TEXT UNDER STUDY:
────────

By Hamish McDonald
China Correspondent
Beijing
January 31, 2004
The United States and China are locked in opposition over the siting of a $A39 billion nuclear fusion reactor in Japan. Scientists warn it would turn the East Asian industrial giant into a “virtual thermonuclear superpower“.
Behind the argument - ostensibly over technicalities, money and scientific prestige about the research reactor - are concerns that it would provide Japan with a ready supply of the last ingredient it needs to build advanced nuclear weapons at short notice.
The International Thermonuclear Experimental Reactor is planned to create the world’s first sustained nuclear fusion reaction, combining hydrogen atoms, in the same way that the sun’s energy is created and thermonuclear or hydrogen bombs explode, and thereby create an abundant source of cheap energy whose main byproduct is water.
But two respected nuclear physicists, Andre Gsponer and Jean-Pierre Hurni of the Geneva-based Independent Scientific Research Institute, point out in a paper published last week that the reactor will provide a massive supply of the heavy hydrogen isotope tritium, which can be used to boost atomic fission explosions and allow smaller warheads to fit on missiles.
Six nations are involved in a consortium to build the expensive reactor. The US and South Korea favour a site at Rokkasho, a small fishing port close to a US military base in northern Japan.
Russia and China favour a location in Cadarache, near Marseille in France, which is one of the five powers with nuclear weapons status recognised under the global Nuclear Nonproliferation Treaty.
The US position is seen in France as another part of the punishment for not supporting its war in Iraq, but the Chinese opposition, reiterated this week by a Foreign Ministry spokesman without giving reasons, appears motivated by concern at Japan’s access to tritium-based technology.
Faced with the split in the consortium, Japan this week suggested it might somehow “share“ the project with France, and the US is reviewing its stand. “We have a preference (for Japan) at this time based on technical considerations,“ US presidential scientific adviser John Marburger told a media briefing in Paris on Thursday. “It could change.“
The two Swiss physicists did not deal with the safety and environmental risks of such a reactor, which could include accidental dispersal of hazardous materials and problems of storing low-grade radioactive waste created by the bombardment of structural materials by neutrons.
But they pointed out that a project involving large amounts of tritium - when a few grams are enough to boost an atomic bomb made of plutonium or enriched uranium - had implications for nuclear arms control.

────────

GOAL OF THE EXERCISE:
Answer these questions from the article on the fusion reactor site dispute.
(a) Which site do the US and South Korea favor for the reactor?
(b) What is the name of the institute where Andre Gsponer and Jean-Pierre Hurni work?
(c) Who told a media briefing in Paris that the US preference "could change"?
The listing is separate material and has no connection to the article.

────────

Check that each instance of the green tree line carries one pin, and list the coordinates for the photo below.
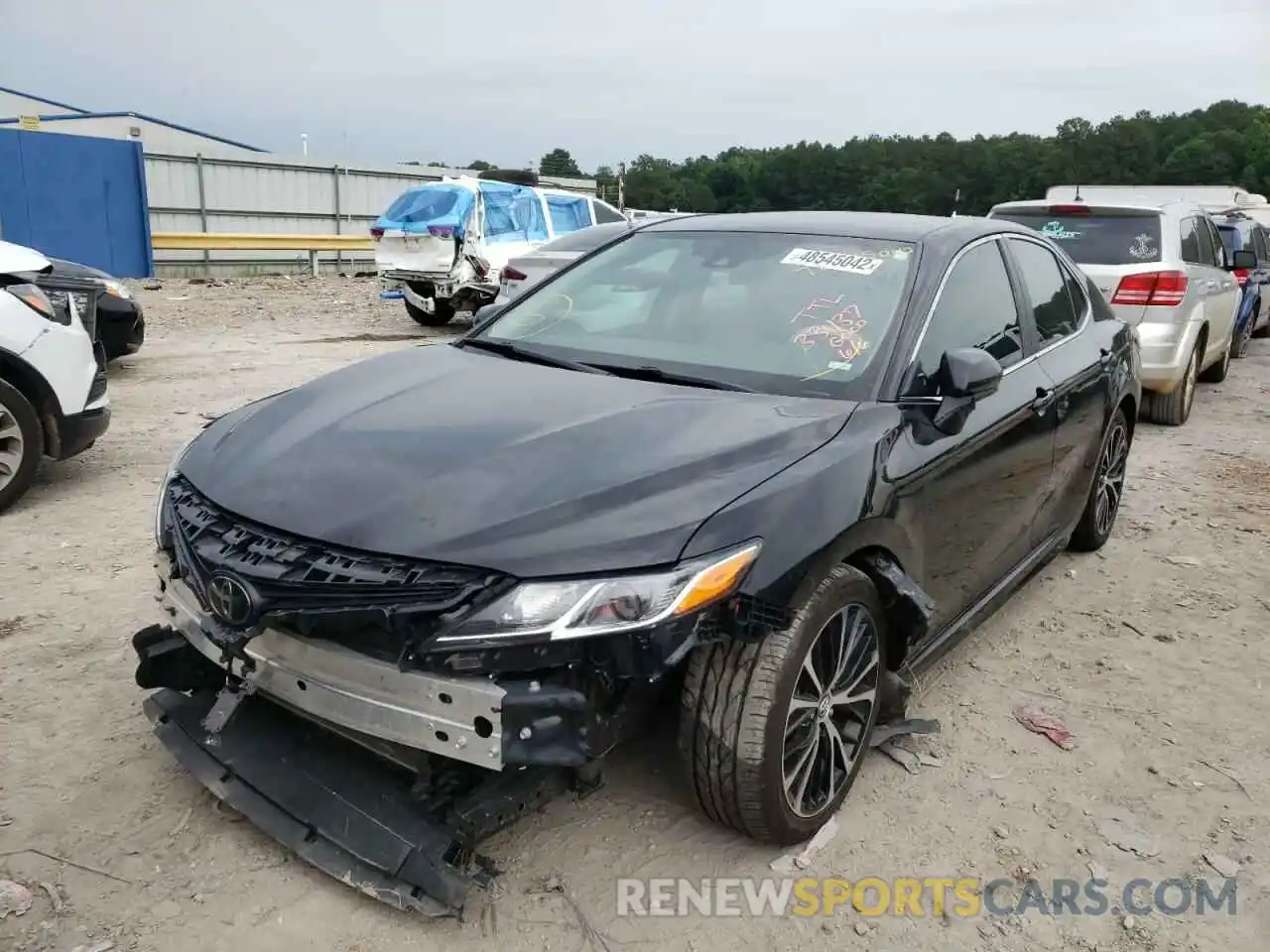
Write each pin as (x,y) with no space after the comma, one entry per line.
(1225,144)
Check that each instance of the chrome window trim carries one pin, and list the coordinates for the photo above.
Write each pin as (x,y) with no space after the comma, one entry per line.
(1084,296)
(996,239)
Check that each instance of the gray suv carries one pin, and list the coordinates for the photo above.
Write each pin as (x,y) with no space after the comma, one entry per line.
(1165,272)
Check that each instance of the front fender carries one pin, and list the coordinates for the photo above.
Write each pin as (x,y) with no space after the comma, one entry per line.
(816,515)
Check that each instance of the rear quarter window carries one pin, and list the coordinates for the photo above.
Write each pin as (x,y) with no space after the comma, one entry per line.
(585,239)
(1096,239)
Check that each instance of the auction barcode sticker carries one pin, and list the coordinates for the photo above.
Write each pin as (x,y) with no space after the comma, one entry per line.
(832,261)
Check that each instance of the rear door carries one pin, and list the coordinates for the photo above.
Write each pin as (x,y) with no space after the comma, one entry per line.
(1120,249)
(1079,367)
(1216,287)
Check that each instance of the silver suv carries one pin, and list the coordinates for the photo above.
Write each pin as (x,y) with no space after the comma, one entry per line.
(1164,270)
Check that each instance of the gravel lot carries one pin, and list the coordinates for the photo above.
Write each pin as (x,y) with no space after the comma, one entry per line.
(1152,652)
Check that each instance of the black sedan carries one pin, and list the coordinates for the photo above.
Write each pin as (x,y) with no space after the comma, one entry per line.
(790,456)
(121,324)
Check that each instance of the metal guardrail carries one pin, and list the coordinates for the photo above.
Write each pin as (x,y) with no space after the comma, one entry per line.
(238,241)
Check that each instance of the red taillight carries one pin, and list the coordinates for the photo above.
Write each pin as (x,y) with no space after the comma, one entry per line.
(1151,290)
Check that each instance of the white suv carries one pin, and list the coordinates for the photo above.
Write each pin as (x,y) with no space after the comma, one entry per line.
(53,386)
(1165,272)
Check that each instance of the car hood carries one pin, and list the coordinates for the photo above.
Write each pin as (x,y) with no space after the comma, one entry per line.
(466,457)
(19,259)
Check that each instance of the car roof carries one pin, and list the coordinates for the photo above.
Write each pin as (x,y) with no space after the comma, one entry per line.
(1130,203)
(887,226)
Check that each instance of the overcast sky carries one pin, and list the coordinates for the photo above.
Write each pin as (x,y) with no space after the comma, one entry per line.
(506,81)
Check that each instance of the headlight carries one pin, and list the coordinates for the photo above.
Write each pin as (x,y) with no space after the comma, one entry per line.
(163,488)
(39,301)
(118,289)
(587,607)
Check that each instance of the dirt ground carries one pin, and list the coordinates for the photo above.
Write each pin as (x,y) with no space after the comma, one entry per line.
(1153,653)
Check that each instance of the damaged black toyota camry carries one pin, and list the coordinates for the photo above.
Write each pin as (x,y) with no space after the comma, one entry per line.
(761,466)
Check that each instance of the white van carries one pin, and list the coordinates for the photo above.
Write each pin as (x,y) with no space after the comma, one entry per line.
(444,245)
(53,381)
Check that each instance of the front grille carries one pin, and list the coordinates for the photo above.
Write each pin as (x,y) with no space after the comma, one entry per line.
(372,603)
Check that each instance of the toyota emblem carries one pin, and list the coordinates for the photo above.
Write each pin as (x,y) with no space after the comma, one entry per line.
(230,601)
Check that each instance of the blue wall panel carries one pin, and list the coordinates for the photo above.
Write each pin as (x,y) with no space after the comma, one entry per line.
(76,197)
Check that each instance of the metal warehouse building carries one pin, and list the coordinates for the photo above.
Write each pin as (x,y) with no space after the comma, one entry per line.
(202,182)
(35,113)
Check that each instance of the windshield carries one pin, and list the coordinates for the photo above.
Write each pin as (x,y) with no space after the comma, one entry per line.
(1128,238)
(788,313)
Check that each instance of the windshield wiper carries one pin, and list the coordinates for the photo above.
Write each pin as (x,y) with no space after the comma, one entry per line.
(657,373)
(504,348)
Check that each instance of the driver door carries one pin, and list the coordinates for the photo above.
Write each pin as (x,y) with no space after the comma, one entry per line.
(969,500)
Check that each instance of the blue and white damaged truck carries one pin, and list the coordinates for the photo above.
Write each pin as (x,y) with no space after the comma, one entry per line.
(444,245)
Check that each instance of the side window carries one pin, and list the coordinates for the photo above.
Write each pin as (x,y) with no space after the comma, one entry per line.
(1191,243)
(1055,309)
(1219,255)
(1207,254)
(975,308)
(604,214)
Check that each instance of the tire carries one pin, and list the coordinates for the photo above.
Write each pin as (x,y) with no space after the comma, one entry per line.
(1174,409)
(22,443)
(441,315)
(1102,504)
(1218,372)
(737,699)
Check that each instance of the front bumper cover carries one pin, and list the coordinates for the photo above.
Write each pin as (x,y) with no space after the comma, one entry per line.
(335,805)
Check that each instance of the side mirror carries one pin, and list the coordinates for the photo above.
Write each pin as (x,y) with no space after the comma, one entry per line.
(1243,262)
(485,315)
(968,373)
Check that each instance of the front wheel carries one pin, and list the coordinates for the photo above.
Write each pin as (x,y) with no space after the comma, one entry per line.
(22,443)
(441,313)
(774,733)
(1103,502)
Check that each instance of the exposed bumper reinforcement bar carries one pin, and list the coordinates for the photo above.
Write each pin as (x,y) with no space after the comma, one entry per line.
(335,805)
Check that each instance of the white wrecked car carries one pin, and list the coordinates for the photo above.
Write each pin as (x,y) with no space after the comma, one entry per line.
(444,245)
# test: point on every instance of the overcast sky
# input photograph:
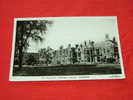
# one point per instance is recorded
(73, 30)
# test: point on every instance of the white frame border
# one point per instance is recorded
(70, 77)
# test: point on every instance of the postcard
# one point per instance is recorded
(66, 48)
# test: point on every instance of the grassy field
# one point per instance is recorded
(100, 69)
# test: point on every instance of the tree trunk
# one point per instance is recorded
(20, 58)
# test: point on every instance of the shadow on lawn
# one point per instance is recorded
(68, 70)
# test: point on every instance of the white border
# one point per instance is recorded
(70, 77)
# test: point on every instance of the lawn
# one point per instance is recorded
(100, 69)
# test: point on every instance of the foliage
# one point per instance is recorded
(26, 31)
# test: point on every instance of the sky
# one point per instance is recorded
(75, 30)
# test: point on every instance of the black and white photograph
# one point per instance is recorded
(66, 48)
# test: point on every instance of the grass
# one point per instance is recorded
(100, 69)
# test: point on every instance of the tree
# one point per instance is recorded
(26, 31)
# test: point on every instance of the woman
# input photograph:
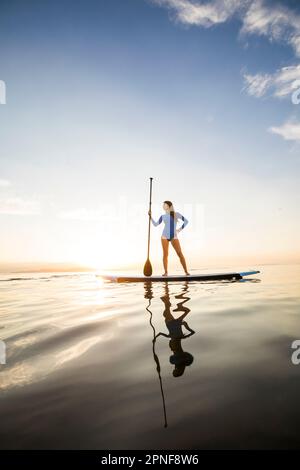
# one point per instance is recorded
(169, 234)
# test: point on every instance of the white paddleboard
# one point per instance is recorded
(232, 276)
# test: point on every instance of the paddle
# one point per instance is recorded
(148, 266)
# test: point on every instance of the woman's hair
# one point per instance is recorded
(172, 212)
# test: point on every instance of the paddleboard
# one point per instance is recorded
(193, 277)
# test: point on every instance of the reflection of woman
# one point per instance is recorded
(180, 358)
(169, 234)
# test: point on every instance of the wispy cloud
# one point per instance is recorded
(273, 20)
(289, 131)
(202, 14)
(4, 183)
(280, 84)
(18, 206)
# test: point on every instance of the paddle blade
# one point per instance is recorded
(148, 268)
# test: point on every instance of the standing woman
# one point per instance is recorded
(169, 234)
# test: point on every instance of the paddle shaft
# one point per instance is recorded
(149, 224)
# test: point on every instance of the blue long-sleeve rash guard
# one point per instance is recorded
(169, 231)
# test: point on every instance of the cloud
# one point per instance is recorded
(275, 21)
(289, 131)
(4, 183)
(18, 206)
(280, 84)
(261, 17)
(202, 14)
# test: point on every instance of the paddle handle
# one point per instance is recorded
(149, 223)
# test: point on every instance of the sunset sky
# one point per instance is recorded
(101, 95)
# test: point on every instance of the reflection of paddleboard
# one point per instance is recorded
(192, 277)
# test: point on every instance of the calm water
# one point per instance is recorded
(102, 365)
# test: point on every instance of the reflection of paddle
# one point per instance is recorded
(149, 296)
(148, 266)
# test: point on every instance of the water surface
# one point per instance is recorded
(94, 364)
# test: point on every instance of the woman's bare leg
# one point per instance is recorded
(165, 245)
(177, 248)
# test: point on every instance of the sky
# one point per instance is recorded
(97, 96)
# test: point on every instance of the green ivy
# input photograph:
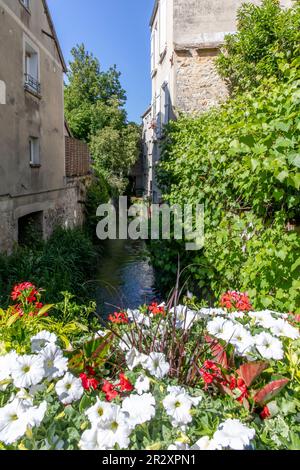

────────

EXERCISE ANSWER:
(a) Rokkasho, a small fishing port in northern Japan.
(b) The Independent Scientific Research Institute, based in Geneva.
(c) John Marburger, the US presidential scientific adviser.